Excerpt:
# Bell microSIM Card



## thadley (Jul 8, 2008)

Can anyone who has either picked up a 3G iPad from an Apple Store or visited a Bell store tell me how I can get ahold of a Bell microSIM? I ordered the Rogers one with the iPad but would like to try Bell's network. 

I went to talk to a guy at a Bell store yesterday and he said that the iPads ship, internationally, with an "unlocked" SIM that can be used on Bell and Rogers. I've never heard of such a thing and it took a lot of willpower not to call BS on him, but maybe I'm not as up on telco stuff as I think I am? He said they would not be selling microSIMs and that no carrier stores would be selling them. I have a feeling the last part is completely wrong, however.


----------



## Freddie (Jun 27, 2004)

According to the Bell site the sims are only available from Apple, FutureShop and BestBuy, doesn't make sense to me that they don't carry it themselves.

bell.ca


----------



## iphoneottawa (Apr 21, 2010)

Bell announces iPad 3G rate plans

Posted by digitalhome on May 27, 2010 · 
Bell has announced it will offer data plans for the 3G enabled iPad which goes on sale tomorrow in Canada.
The company says it will offer two thirty day plans to iPad owners with a Bell Micro Sim card: a 250MB and 5GB plan for $15 and $35 respectively.
The prices are identical to those announced by Rogers Wireless earlier this month. Both companies also offer free WiFi access to purchasers at hotspot locations across the country. The only significant difference between the Bell and Rogers offering is that Bell offers 824 hotspots across Canada versus 373 public hotspots for Rogers Wireless. Data usage over WiFi at Bell Hotspots does not count towards your 30 day data usage plan.
Micro Sim cards for Rogers and Bell are an additional $10 each.
The Canadian rate plans are close to those in the U.S. where Apple charges $15 U.S. for a 250 MB plan and $30 for unlimited data usage every 30 days.
The plans will expire at the end of thirty days or up when the data limit has been reached. Users will receive onscreen messages when they get close to their limit so they won’t inadvertently exceed their limit. Once informed users can choose to turn off 3G access.
.


----------



## LionTamer (Jun 23, 2006)

At the Apple Store, they offered the choice of Rogers or Bell sim card. I selected Bell, and it rang up with a price of $0.


----------



## thadley (Jul 8, 2008)

LionTamer, do you know if Bell is offering on-device activation? Heard a rumour only Rogers was.


----------



## Macified (Sep 18, 2003)

BestBuy was including a free sim from Rogers, Bell or Telus this morning. Don't know if they'll just give you one if you aren't buying a unit from them. They might. They had lots as they are the new combo SIM/Micro SIM card.


----------



## LionTamer (Jun 23, 2006)

thadley said:


> LionTamer, do you know if Bell is offering on-device activation? Heard a rumour only Rogers was.


Just messing around in settings, there doesn't appear to be an on-device activation...so actually I don't know what to do to activate. Do I have to call Bell every time I want to activate or deactivate service?

Written instruction 1: Quote the forum thread on the Bell microSIM word for word, starting with "## Freddie (Jun" and going on through "carry it themselves.".
The forum thread and the listing after it are unrelated material.

Items listed in a dataset:
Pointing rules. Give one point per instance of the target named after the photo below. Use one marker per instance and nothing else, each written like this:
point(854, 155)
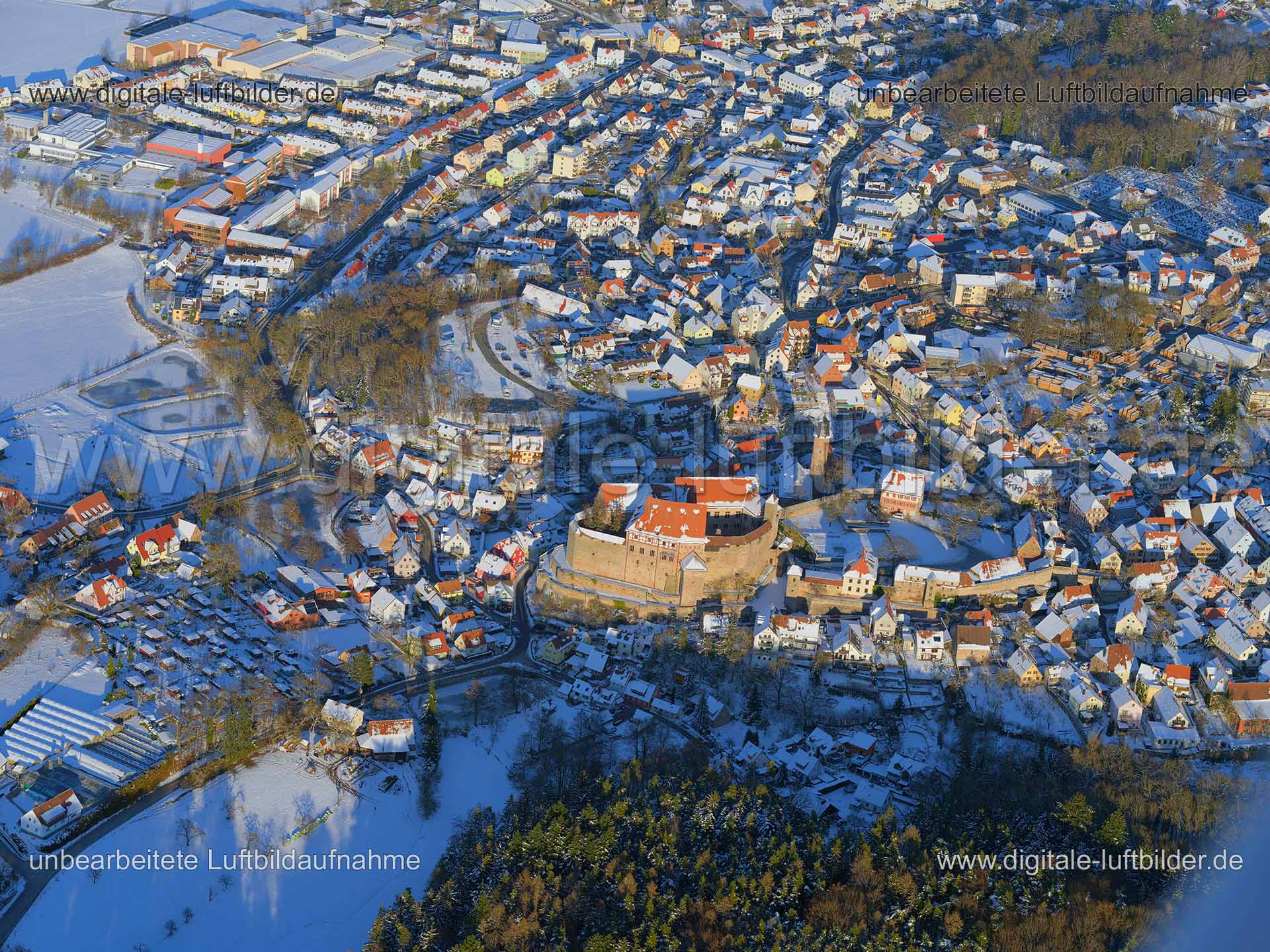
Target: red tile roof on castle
point(672, 521)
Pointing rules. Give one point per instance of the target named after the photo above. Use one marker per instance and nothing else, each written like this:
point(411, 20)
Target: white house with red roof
point(154, 546)
point(376, 457)
point(56, 813)
point(902, 492)
point(103, 593)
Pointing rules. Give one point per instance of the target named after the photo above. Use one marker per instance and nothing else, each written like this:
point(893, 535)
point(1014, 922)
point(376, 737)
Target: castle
point(661, 550)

Written instruction 2: Rewrite the whole listing with "Pointing rules" renamed to "Marking rules" everywhere it appears, changing nothing else. Leave the pictures out of your answer.

Solution 1:
## Freddie (Jun 27, 2004)

According to the Bell site the sims are only available from Apple, FutureShop and BestBuy, doesn't make sense to me that they don't carry it themselves.

Solution 2:
Marking rules. Give one point per instance of the target named after the photo below. Use one marker per instance and nothing else, each written like this:
point(854, 155)
Target: red tile roof on castle
point(672, 521)
Marking rules. Give one point per instance of the target named after the photo above. Use one marker per instance and nothing else, each written like this:
point(411, 20)
Target: white house with red roof
point(154, 546)
point(376, 457)
point(56, 813)
point(902, 492)
point(103, 593)
Marking rules. Give one point per instance of the target named after the photo above. Use one marker per instance and nothing else, each written like this:
point(893, 535)
point(1014, 922)
point(376, 737)
Target: castle
point(661, 550)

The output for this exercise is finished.